### [TASK INSTRUCTIONS]
Convert every line of the material below into a JSON list of strings, one string per line, omitting blank lines.

[start of DATA SHOWN]

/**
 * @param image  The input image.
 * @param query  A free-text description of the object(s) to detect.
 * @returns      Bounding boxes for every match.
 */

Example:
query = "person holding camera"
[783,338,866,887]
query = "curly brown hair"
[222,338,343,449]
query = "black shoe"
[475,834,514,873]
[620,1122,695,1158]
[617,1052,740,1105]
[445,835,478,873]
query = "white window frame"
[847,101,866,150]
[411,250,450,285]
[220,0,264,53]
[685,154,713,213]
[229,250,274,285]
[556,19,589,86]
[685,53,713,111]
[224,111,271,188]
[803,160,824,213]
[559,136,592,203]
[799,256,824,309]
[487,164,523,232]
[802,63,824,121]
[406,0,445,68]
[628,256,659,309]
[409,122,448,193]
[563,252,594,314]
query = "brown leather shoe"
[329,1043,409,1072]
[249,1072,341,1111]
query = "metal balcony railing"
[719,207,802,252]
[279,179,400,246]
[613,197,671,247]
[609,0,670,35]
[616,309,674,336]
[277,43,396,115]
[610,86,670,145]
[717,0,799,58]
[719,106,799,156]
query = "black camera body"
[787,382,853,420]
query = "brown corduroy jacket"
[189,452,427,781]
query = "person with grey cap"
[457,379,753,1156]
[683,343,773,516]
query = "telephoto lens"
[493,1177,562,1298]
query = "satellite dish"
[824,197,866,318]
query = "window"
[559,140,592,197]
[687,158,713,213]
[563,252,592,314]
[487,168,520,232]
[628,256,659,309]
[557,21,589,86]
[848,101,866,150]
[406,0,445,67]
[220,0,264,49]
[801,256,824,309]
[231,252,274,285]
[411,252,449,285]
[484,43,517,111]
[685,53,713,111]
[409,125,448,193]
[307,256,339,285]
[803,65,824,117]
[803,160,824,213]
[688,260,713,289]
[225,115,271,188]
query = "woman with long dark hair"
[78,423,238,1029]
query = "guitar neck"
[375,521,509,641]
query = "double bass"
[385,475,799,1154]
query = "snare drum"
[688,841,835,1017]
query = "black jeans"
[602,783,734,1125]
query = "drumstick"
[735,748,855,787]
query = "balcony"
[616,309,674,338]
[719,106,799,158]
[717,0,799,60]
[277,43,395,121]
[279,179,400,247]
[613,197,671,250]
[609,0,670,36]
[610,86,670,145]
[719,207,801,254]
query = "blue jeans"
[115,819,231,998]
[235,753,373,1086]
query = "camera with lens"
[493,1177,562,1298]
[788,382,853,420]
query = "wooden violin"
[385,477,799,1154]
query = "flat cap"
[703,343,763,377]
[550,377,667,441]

[end of DATA SHOWN]

### [EXPECTED ANSWER]
[
  "/**",
  " * @param image  The input image.",
  " * @param query  A free-text description of the object(s) to detect.",
  " * @returns      Bounding boxes for every match.",
  " */",
  "Example:",
  "query = \"person holding camera\"",
  "[783,338,866,887]",
  "query = \"curly brown hair\"",
  "[222,338,343,449]",
  "query = \"black shoe\"",
  "[475,834,514,873]",
  "[620,1122,695,1158]",
  "[617,1052,740,1105]",
  "[445,835,478,873]",
  "query = \"white window frame\"",
  "[847,101,866,150]",
  "[411,250,450,285]",
  "[220,0,264,53]",
  "[685,154,713,213]",
  "[229,250,274,285]",
  "[556,19,589,86]",
  "[685,53,713,111]",
  "[224,111,271,188]",
  "[803,160,824,213]",
  "[559,136,592,203]",
  "[799,256,824,309]",
  "[487,164,523,232]",
  "[802,63,824,121]",
  "[406,0,445,68]",
  "[628,256,659,309]",
  "[409,122,448,193]",
  "[563,252,594,314]",
  "query = \"brown leather shoe\"",
  "[329,1043,409,1072]",
  "[249,1072,341,1111]",
  "query = \"metal balcony railing\"",
  "[719,207,802,252]",
  "[279,179,400,246]",
  "[613,197,671,247]",
  "[609,0,670,35]",
  "[616,309,674,336]",
  "[277,43,396,115]",
  "[610,86,670,145]",
  "[717,0,799,58]",
  "[719,106,799,156]",
  "query = \"black camera body\"",
  "[787,382,853,420]",
  "query = \"brown corduroy jacket\"",
  "[189,452,427,781]",
  "query = \"person with grey cap\"",
  "[457,379,753,1156]",
  "[683,343,773,516]",
  "query = \"telephoto lens\"",
  "[493,1177,562,1298]",
  "query = \"satellite dish\"",
  "[824,197,866,318]",
  "query = \"window\"",
  "[559,140,592,197]",
  "[687,158,713,213]",
  "[563,252,592,314]",
  "[487,168,520,232]",
  "[628,256,659,309]",
  "[557,21,589,86]",
  "[848,101,866,150]",
  "[406,0,445,67]",
  "[220,0,264,49]",
  "[801,256,824,309]",
  "[231,252,274,285]",
  "[411,252,449,285]",
  "[484,43,517,111]",
  "[685,53,713,111]",
  "[409,125,448,193]",
  "[307,256,339,285]",
  "[803,65,824,117]",
  "[803,160,824,213]",
  "[688,260,713,289]",
  "[225,115,271,188]",
  "query = \"woman with long dark hair\"",
  "[78,423,238,1029]",
  "query = \"guitar neck\"",
  "[375,521,509,641]",
  "query = \"double bass\"",
  "[385,475,799,1154]",
  "query = \"snare drum\"",
  "[688,841,835,1017]",
  "query = \"black jeans\"",
  "[602,783,734,1125]",
  "query = \"drumstick\"",
  "[735,748,855,787]",
  "query = \"balcony\"",
  "[616,309,674,338]",
  "[719,106,799,158]",
  "[717,0,799,60]",
  "[277,43,395,121]",
  "[279,179,400,247]",
  "[613,197,671,250]",
  "[609,0,670,36]",
  "[610,86,670,145]",
  "[719,207,801,254]",
  "query = \"blue jeans\"",
  "[115,819,231,998]",
  "[235,753,373,1086]",
  "query = \"camera with lens\"",
  "[493,1177,562,1298]",
  "[788,382,853,420]",
  "query = \"wooden violin\"",
  "[385,477,799,1154]",
  "query = \"flat cap\"",
  "[703,343,763,377]",
  "[550,377,667,441]"
]